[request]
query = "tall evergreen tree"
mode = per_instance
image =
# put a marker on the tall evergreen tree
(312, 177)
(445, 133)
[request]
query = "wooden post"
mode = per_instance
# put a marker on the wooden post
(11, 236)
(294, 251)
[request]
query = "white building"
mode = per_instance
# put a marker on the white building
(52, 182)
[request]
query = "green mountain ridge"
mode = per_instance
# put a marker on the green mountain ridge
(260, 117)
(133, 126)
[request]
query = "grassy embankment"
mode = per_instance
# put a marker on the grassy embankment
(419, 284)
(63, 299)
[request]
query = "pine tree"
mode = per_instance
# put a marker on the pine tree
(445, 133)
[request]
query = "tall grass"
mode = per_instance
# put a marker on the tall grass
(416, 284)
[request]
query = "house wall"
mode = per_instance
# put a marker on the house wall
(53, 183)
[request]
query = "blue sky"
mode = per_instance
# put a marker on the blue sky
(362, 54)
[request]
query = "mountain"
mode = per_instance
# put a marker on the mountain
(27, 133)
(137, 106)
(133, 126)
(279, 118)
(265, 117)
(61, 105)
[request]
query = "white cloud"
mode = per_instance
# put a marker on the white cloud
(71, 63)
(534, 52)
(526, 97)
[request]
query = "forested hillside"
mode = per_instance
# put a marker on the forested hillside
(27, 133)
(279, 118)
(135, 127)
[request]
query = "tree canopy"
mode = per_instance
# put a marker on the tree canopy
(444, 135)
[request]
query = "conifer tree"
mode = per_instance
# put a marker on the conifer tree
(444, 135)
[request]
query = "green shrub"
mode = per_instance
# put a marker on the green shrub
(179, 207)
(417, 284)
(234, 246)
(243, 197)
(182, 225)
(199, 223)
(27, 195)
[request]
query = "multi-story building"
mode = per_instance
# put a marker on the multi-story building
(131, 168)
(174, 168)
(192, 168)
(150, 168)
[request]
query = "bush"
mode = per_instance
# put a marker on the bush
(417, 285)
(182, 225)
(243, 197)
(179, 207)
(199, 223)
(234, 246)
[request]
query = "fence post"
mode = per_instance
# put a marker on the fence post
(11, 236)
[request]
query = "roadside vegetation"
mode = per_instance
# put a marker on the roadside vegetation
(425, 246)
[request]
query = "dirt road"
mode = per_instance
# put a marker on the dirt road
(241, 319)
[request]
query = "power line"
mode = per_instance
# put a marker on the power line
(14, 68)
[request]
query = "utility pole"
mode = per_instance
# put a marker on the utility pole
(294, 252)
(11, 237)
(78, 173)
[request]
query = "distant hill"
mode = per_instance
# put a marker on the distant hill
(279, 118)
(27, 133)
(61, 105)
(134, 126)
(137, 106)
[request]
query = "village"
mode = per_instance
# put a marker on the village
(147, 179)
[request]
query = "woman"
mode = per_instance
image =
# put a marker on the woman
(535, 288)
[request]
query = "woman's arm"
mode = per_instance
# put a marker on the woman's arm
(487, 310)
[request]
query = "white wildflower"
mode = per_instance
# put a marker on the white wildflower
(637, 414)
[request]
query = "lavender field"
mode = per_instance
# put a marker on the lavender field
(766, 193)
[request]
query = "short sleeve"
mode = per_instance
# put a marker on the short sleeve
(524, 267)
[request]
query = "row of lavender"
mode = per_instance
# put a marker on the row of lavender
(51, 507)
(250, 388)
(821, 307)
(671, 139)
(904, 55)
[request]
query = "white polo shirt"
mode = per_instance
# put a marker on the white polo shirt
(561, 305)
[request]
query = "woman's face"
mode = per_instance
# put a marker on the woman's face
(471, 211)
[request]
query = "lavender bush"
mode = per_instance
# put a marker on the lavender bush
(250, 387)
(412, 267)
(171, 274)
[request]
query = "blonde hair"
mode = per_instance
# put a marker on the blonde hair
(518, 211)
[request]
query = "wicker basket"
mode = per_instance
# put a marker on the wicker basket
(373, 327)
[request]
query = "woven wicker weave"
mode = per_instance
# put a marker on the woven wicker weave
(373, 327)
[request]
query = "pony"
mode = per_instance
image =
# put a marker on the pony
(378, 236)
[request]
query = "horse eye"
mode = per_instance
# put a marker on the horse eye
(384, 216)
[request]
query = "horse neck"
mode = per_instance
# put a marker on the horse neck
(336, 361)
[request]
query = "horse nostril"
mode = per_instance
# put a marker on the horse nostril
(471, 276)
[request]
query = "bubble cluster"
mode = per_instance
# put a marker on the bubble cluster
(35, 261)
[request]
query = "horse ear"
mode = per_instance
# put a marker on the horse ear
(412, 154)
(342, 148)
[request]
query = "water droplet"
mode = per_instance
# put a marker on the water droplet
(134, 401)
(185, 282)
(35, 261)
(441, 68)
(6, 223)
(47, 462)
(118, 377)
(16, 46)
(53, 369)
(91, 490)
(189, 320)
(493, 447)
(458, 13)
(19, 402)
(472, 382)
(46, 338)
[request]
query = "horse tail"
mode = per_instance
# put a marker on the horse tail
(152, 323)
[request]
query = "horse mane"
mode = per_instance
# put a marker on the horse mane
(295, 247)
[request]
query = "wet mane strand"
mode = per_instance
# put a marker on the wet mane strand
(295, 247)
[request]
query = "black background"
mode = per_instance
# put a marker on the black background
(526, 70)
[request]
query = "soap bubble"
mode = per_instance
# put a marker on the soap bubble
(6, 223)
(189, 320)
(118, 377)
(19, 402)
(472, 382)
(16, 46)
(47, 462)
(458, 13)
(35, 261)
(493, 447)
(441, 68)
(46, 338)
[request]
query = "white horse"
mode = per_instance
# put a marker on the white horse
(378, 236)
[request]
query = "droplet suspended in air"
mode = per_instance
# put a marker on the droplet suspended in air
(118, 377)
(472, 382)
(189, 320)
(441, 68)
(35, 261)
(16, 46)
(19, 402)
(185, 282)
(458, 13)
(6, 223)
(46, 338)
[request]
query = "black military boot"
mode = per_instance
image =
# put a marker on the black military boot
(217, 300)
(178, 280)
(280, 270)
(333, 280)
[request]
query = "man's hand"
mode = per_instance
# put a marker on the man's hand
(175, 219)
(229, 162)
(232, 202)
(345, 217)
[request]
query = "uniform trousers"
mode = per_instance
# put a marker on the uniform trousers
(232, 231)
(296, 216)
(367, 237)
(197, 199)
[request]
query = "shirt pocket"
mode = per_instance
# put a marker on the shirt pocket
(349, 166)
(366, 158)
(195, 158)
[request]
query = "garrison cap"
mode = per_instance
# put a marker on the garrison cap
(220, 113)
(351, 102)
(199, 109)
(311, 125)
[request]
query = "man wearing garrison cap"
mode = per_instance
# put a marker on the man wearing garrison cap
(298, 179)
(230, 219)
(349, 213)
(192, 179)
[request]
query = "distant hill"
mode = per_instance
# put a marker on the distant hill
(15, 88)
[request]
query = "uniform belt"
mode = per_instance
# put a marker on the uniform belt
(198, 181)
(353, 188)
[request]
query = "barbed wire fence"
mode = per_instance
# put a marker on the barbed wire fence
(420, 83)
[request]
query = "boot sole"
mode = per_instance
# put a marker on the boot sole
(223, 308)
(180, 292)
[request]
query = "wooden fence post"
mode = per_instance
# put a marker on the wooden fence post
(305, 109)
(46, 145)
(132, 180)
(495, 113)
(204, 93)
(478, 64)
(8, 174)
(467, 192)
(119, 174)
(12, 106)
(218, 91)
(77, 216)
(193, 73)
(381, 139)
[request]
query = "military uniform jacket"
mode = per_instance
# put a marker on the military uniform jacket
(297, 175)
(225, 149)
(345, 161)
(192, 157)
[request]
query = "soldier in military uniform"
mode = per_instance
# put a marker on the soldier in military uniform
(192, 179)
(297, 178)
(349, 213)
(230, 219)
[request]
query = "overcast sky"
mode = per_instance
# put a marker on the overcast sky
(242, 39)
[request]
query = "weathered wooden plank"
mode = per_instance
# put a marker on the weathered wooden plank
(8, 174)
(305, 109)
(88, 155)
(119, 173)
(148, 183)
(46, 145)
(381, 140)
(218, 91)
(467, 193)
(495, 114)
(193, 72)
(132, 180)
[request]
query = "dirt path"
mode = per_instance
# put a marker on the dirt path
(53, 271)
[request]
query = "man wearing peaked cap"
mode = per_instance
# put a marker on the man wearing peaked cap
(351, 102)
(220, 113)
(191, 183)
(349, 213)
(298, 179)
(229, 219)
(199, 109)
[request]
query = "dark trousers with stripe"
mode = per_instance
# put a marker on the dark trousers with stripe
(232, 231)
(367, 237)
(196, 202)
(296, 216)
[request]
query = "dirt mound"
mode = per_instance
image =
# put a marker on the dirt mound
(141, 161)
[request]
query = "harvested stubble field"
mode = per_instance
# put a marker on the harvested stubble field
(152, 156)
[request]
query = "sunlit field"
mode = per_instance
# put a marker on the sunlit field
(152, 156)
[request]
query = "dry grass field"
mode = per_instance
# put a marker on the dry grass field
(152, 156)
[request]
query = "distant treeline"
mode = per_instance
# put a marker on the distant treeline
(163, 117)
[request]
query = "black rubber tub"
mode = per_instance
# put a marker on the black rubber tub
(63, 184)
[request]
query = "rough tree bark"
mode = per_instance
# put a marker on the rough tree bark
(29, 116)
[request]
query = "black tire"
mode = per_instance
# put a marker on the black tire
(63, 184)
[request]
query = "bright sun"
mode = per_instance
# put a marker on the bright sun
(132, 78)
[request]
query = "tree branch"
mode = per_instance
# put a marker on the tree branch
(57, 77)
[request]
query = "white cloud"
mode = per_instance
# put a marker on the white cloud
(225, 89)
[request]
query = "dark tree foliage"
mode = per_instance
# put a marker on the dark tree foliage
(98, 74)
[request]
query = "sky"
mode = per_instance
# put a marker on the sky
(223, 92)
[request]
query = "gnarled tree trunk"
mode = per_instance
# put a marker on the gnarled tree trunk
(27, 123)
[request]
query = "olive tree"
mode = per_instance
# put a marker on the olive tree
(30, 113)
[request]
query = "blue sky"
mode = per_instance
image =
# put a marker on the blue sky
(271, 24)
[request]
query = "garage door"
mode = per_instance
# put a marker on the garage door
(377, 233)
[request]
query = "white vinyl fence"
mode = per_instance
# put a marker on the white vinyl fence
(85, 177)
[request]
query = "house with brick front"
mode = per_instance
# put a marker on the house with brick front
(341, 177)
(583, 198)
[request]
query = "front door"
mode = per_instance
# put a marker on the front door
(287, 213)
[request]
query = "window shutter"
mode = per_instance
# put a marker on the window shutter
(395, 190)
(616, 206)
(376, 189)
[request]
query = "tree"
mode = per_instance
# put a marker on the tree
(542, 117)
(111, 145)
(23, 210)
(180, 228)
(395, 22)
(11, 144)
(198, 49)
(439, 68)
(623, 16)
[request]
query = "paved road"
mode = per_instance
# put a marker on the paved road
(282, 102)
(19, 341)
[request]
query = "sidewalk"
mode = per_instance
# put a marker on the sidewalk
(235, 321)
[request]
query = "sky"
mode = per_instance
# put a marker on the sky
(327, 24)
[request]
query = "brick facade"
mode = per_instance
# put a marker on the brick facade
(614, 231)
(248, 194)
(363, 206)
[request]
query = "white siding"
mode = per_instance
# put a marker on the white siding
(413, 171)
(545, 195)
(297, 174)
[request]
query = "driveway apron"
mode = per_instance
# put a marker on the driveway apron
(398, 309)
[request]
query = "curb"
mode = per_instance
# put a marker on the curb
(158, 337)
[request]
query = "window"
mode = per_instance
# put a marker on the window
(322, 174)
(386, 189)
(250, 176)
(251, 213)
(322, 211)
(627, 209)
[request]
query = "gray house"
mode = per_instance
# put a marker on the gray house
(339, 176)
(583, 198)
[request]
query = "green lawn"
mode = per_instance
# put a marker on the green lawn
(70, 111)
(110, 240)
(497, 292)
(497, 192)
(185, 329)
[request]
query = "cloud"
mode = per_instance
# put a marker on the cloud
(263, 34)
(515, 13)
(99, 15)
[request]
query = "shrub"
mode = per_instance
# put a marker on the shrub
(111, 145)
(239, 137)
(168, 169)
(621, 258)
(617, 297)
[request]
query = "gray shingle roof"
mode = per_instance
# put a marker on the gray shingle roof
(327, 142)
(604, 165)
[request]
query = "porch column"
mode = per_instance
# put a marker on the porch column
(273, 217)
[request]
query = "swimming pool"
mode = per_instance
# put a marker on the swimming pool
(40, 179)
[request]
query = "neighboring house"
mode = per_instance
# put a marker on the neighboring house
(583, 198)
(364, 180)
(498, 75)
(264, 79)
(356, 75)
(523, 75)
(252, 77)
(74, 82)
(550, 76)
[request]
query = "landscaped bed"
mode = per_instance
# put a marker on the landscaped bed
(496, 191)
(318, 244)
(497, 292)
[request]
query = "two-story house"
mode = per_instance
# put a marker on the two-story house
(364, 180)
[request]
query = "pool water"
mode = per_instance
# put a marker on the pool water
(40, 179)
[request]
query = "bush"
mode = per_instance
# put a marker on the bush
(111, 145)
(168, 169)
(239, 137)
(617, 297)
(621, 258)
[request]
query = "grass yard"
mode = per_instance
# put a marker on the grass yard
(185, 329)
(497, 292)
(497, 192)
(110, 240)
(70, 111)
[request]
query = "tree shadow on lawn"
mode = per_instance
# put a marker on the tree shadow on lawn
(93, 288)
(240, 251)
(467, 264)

### The task
Tally the lines of the records that contain the word "bubble", and give only the number.

### Response
4